• AUSGEWÄHLTER AUSZUG:
# # # # #

Auch Fälle von Menschenrechtsverletzungen

Immer wieder gebe es negative Erfahrungen mit Sachwaltern, sagte Kurt Senekovic vom Verein „Achterbahn“, einer Plattform für Menschen mit psychischen Beeinträchtigungen. Sachwalter würden sich um die Klienten oft nicht kümmer, es gebe oft monatelang keinen Kontakt. Dann werde es schwierig, denn wenn man die Situation des Klienten nicht sehe, werde man nichts tun, um sie zu ändern. Behindertenanwältin Isabella Scheiflinger sagte, es gebe viele Beschwerdefälle wo es um massive rechtliche Probleme und auch Menschenrechtsverletzungen gehe.

# # # # #

• ARBEITSANWEISUNGEN:
1. Welchem Verein gehört Kurt Senekovic laut dem Auszug an?
2. Tippen Sie aus dem Auszug alles von „Auch Fälle von“ bis hinunter zu „auch Menschenrechtsverletzungen gehe.“ genau ab.

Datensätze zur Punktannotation

# # # # #

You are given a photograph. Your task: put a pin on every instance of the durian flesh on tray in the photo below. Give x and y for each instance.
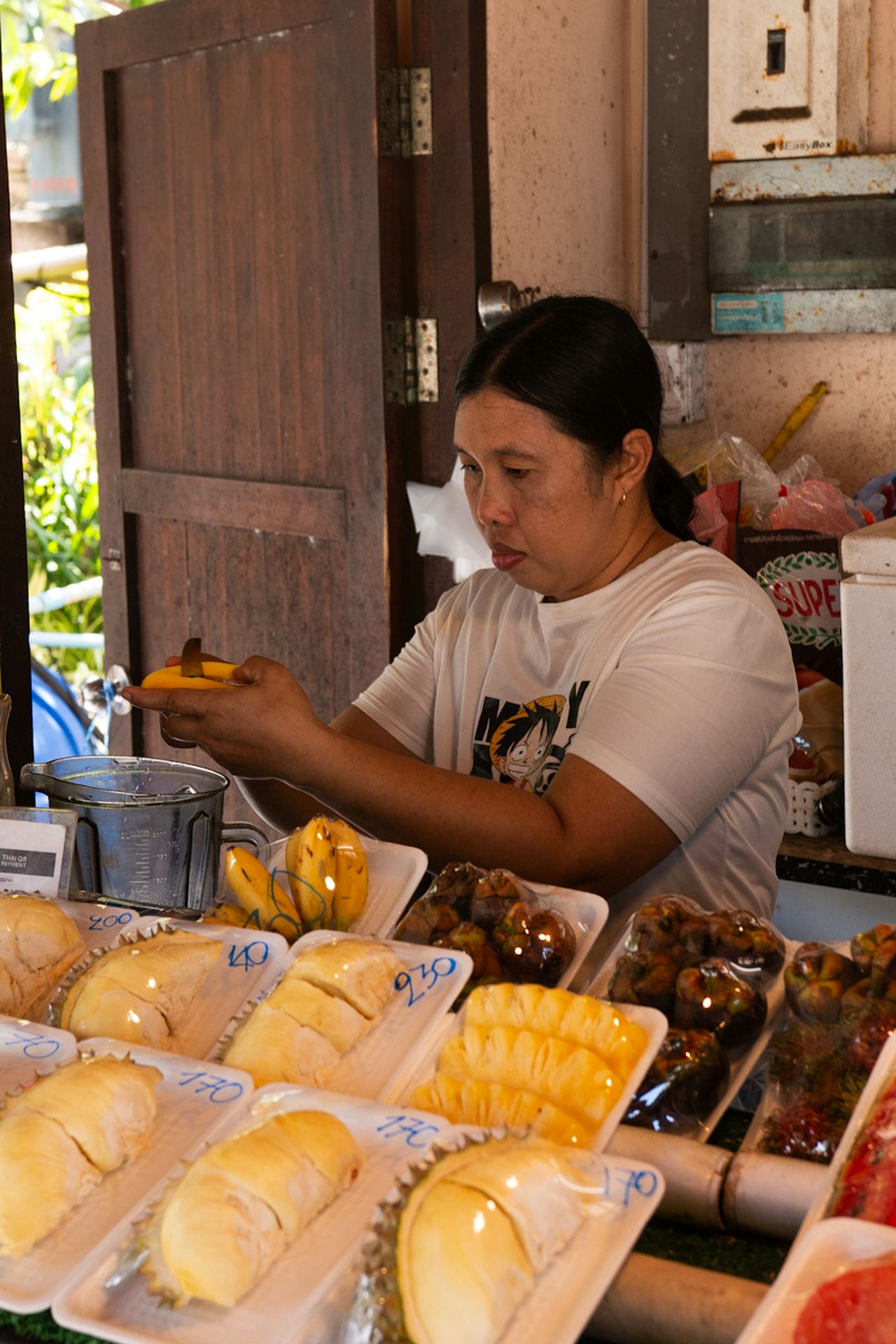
(530, 1056)
(39, 941)
(461, 1243)
(222, 1225)
(330, 999)
(140, 991)
(62, 1135)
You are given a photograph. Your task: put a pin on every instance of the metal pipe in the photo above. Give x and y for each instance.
(45, 264)
(656, 1301)
(767, 1194)
(711, 1187)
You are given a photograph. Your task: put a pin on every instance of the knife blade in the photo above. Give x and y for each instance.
(191, 659)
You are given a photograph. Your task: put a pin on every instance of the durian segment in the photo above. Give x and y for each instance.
(540, 1191)
(571, 1077)
(360, 971)
(106, 1105)
(327, 1014)
(141, 991)
(463, 1270)
(242, 1202)
(468, 1101)
(61, 1136)
(276, 1049)
(580, 1019)
(43, 1175)
(38, 944)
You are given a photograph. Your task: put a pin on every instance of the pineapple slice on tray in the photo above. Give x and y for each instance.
(531, 1056)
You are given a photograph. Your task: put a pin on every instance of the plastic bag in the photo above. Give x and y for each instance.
(841, 1007)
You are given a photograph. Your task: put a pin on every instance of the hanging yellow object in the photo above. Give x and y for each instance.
(796, 419)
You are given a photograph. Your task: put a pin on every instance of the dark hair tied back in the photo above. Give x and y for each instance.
(586, 365)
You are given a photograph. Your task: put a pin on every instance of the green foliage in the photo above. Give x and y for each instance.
(59, 461)
(35, 52)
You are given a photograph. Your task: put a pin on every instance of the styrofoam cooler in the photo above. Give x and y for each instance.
(868, 603)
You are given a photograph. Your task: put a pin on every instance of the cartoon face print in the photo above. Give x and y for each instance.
(520, 745)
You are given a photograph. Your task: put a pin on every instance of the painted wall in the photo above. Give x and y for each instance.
(566, 89)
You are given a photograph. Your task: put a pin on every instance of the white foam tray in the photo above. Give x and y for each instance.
(431, 980)
(192, 1101)
(418, 1070)
(743, 1063)
(394, 872)
(248, 961)
(827, 1252)
(305, 1296)
(280, 1310)
(29, 1049)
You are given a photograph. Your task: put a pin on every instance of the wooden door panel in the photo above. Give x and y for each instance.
(232, 241)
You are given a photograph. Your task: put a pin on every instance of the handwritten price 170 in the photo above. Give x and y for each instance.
(219, 1089)
(421, 979)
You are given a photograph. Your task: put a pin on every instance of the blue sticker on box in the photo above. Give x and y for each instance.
(747, 314)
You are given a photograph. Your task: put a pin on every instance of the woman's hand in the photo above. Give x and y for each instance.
(264, 729)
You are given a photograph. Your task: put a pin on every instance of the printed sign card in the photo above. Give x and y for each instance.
(35, 850)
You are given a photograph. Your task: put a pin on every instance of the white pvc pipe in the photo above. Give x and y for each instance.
(656, 1301)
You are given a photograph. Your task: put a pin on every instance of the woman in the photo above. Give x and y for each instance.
(609, 707)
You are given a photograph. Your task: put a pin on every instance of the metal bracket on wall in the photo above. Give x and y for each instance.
(405, 112)
(412, 360)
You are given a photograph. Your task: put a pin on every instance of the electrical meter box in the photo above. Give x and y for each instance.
(788, 78)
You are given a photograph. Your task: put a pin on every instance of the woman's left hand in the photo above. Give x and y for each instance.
(264, 729)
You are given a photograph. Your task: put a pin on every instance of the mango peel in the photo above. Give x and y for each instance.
(172, 679)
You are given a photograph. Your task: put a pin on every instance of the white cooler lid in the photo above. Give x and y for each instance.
(871, 550)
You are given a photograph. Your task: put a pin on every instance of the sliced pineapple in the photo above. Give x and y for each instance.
(571, 1077)
(468, 1101)
(580, 1019)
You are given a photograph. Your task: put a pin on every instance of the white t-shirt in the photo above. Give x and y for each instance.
(676, 680)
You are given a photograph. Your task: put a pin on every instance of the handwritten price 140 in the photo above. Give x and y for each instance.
(421, 979)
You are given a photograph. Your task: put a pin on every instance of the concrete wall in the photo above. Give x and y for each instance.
(566, 89)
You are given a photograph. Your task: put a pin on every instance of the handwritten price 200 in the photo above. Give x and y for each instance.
(421, 979)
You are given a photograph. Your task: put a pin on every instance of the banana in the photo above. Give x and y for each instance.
(260, 895)
(327, 870)
(311, 870)
(352, 876)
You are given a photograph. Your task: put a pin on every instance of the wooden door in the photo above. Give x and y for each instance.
(245, 248)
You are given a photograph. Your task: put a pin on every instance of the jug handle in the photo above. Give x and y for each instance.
(35, 777)
(244, 832)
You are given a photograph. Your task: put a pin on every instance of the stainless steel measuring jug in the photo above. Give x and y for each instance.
(149, 832)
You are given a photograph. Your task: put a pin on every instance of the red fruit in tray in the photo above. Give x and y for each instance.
(817, 980)
(669, 925)
(715, 997)
(645, 977)
(801, 1130)
(684, 1085)
(858, 1307)
(745, 940)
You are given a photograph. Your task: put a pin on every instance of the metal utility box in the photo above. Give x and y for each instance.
(788, 78)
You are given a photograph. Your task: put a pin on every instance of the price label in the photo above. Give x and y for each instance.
(419, 980)
(211, 1085)
(412, 1128)
(251, 955)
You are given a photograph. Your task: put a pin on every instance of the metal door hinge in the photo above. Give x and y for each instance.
(412, 360)
(405, 112)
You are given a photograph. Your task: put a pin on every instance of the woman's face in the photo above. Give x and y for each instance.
(535, 498)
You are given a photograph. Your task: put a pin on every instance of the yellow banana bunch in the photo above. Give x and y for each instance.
(261, 897)
(327, 870)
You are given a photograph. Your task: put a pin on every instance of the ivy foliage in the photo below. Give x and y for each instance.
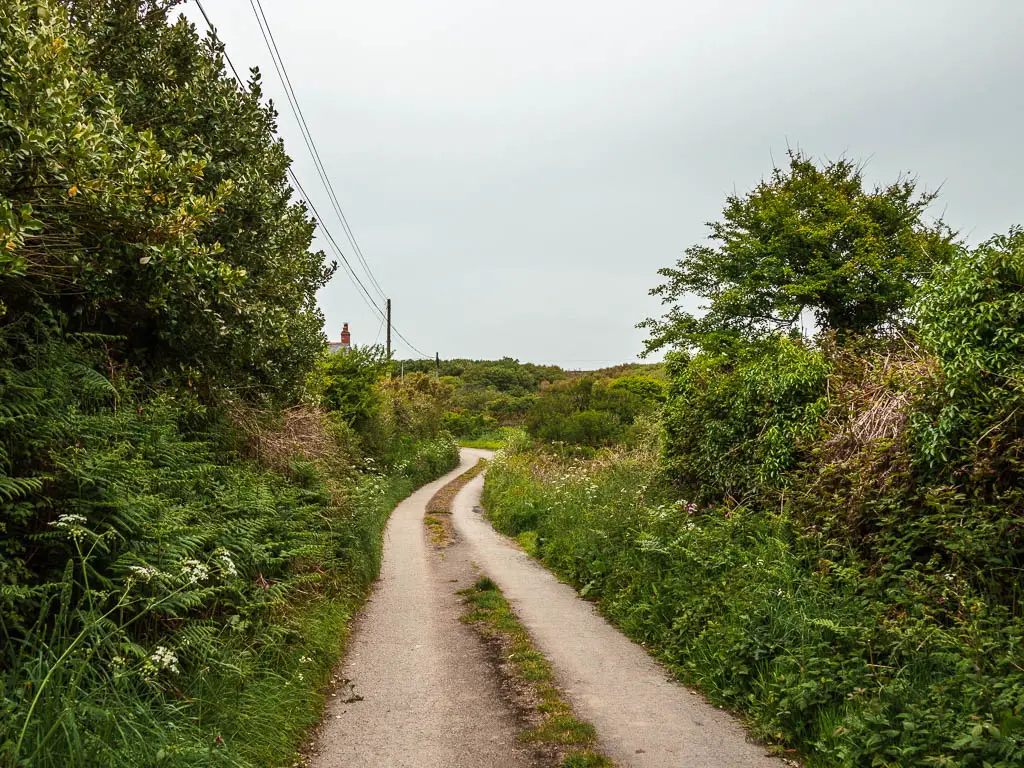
(733, 424)
(971, 316)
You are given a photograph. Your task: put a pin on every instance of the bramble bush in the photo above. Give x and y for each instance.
(829, 539)
(183, 532)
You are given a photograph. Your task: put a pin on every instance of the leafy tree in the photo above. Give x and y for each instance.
(811, 238)
(351, 379)
(143, 196)
(971, 316)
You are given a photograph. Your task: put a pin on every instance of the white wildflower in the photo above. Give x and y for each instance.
(165, 659)
(226, 563)
(70, 520)
(144, 572)
(194, 571)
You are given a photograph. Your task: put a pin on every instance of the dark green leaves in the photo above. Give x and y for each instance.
(809, 239)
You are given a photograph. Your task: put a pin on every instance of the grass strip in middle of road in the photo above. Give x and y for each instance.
(560, 738)
(440, 529)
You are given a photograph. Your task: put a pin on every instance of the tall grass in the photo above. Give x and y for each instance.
(852, 663)
(165, 602)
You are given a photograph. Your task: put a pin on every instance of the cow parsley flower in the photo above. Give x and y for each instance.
(225, 561)
(195, 571)
(144, 572)
(164, 658)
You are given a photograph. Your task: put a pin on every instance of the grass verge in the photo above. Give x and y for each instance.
(438, 520)
(560, 737)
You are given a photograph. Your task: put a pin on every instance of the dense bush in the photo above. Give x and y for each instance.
(734, 423)
(592, 412)
(844, 564)
(971, 317)
(808, 240)
(143, 196)
(855, 664)
(183, 531)
(159, 596)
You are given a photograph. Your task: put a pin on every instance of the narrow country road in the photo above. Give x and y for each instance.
(430, 697)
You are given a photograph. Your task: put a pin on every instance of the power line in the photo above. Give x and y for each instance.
(352, 276)
(307, 138)
(293, 99)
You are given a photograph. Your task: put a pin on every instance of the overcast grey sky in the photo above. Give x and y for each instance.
(516, 173)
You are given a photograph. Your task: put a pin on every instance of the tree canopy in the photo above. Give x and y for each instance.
(143, 196)
(809, 238)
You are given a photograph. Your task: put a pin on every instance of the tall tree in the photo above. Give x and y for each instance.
(144, 196)
(809, 238)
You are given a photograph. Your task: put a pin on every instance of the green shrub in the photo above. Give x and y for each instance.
(734, 424)
(855, 663)
(971, 316)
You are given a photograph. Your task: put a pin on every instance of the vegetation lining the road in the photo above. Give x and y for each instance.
(438, 510)
(192, 492)
(821, 532)
(560, 737)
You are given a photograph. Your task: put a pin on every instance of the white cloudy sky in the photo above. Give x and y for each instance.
(516, 173)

# # # # #

• ERGEBNISSE JE AUFGABE:
1. Kurt Senekovic gehört dem Verein „Achterbahn“ an, einer Plattform für Menschen mit psychischen Beeinträchtigungen.

2.
Auch Fälle von Menschenrechtsverletzungen

Immer wieder gebe es negative Erfahrungen mit Sachwaltern, sagte Kurt Senekovic vom Verein „Achterbahn“, einer Plattform für Menschen mit psychischen Beeinträchtigungen. Sachwalter würden sich um die Klienten oft nicht kümmer, es gebe oft monatelang keinen Kontakt. Dann werde es schwierig, denn wenn man die Situation des Klienten nicht sehe, werde man nichts tun, um sie zu ändern. Behindertenanwältin Isabella Scheiflinger sagte, es gebe viele Beschwerdefälle wo es um massive rechtliche Probleme und auch Menschenrechtsverletzungen gehe.